START Quoted passage

The good news is that there are free tools provided by Google that can help to spot problems with your site and take steps to fix them.  At the centre of this is the Google Search Console -  a free tool that lets you see what Google thinks of your website and provides information how to improve it.

We often find a wealth of data and information about our websites but lack the information on how to use this and what to do next.  But these steps are crucial to keep people coming to the site and to make money from that traffic.  This means optimisation should be at the forefront of what you do.

Experts use Search Console all of the time to fix sites.  It provides data that is more advanced than Google Analytics, but you still need to know how to use the information.  So here are some expert tips to use the information provided on Search Console to improve your site

What is Google Search Console?

Let’s introduce Google’s Search Console to start with. This is a free tool designed to let you monitor and maintain your site’s organic search presence.  This means it is a best friend to anyone looking to optimise their website and have a good standing with Google – which is basically anyone that has a website!

The idea of using Search Console is that you can see what is working well and what isn’t so good about your site and take steps to resolve issues.  It is designed to let you ensure Google can see your content, watch out for spam issues to keep your site nice and clean and even help submit new content that is ready to be crawled.  You can also use it to remove old content that is no longer a part of your website.

Search Console lets business owners, SEO experts, site administrators, web developers and anyone who runs a website view a wealth of information, free of charge. This includes information like:

    • Website traffic
    • Rankings
    • Search results
    • Site errors
  • Redirect issues

It is easy to set up the Search Console by going to the site and entering your website URL into the bar.  Hit ‘add a property’ to confirm it.  You can then verify your website and link it to your Google email account.  This means you are ready to start the basics.

Using Search Console

Start with the console dashboard on the left-hand side of the screen and here you will find a list of options.  This is the main menu for the site and from here you can check for a wide range of specific and general things such as:

    • Search traffic
    • Search rankings
    • Search appearance
    • Crawl data such as 404 errors
    • Security problems
    • Web tools
  • Indexed links

Each section will tell you the information unique to your site and also give you some great ideas about how to improve your site performance.

The main downside of it is that it lacks actionable insights and how to fix the problems it tells you about. The aim of the tool is to let you know about the problems, not to tell you how to fix them.

In order to get the most from the site, you need to learn the different sections and what the information within them means to you. Once you have learned the basics and know how to navigate around, you are ready to start making real use of it.

Traffic driving queries

Perhaps top of most people’s list of uses for Search Console is to find out the queries that drive traffic to your website.  

We can get some information from Google Analytics, but it is very sparse.  

Pull up Analytics and go to behavioural reports then keywords and you will likely see informative terms like ‘not set’ and ‘not provided’ – bet they aren’t any of your keywords!

END Quoted passage

Set task 1
Give the Search Console text again, starting at "Each section will" and ending at "is very sparse.", and swap "downside" for "drawback".
Set task 2
Sum up the Search Console text in two sentences.

START Dataset content

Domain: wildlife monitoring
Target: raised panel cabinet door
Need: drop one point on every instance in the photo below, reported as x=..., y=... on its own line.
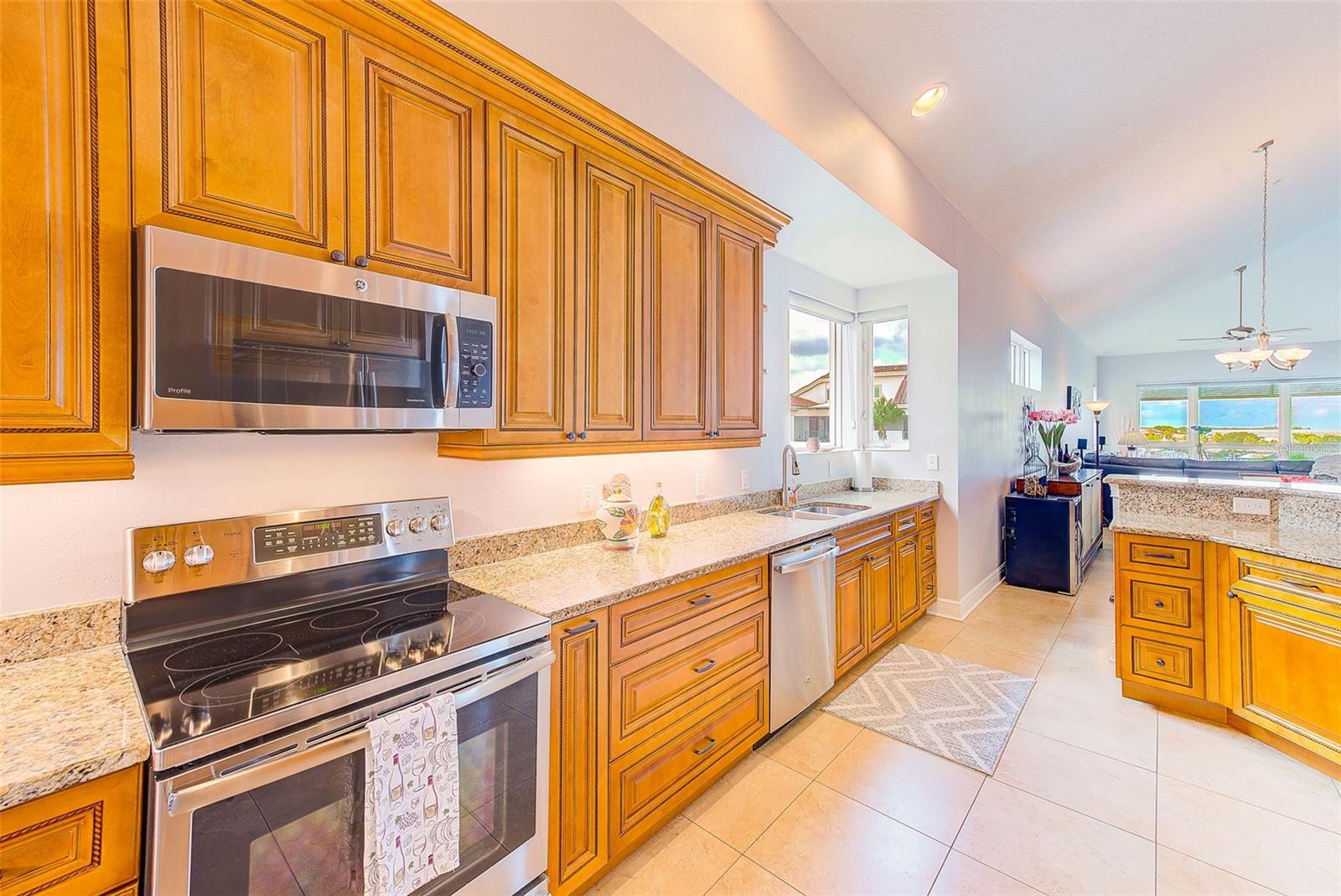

END Dataset content

Full output 1
Each section will tell you the information unique to your site and also give you some great ideas about how to improve your site performance.

The main drawback of it is that it lacks actionable insights and how to fix the problems it tells you about. The aim of the tool is to let you know about the problems, not to tell you how to fix them.

In order to get the most from the site, you need to learn the different sections and what the information within them means to you. Once you have learned the basics and know how to navigate around, you are ready to start making real use of it.

Traffic driving queries

Perhaps top of most people’s list of uses for Search Console is to find out the queries that drive traffic to your website.  

We can get some information from Google Analytics, but it is very sparse.

Full output 2
Google Search Console is a free tool that shows what Google thinks of your website and reports on things like traffic, rankings, site errors and security problems. It tells you about problems but not how to fix them, so you need to learn the different sections and what their information means.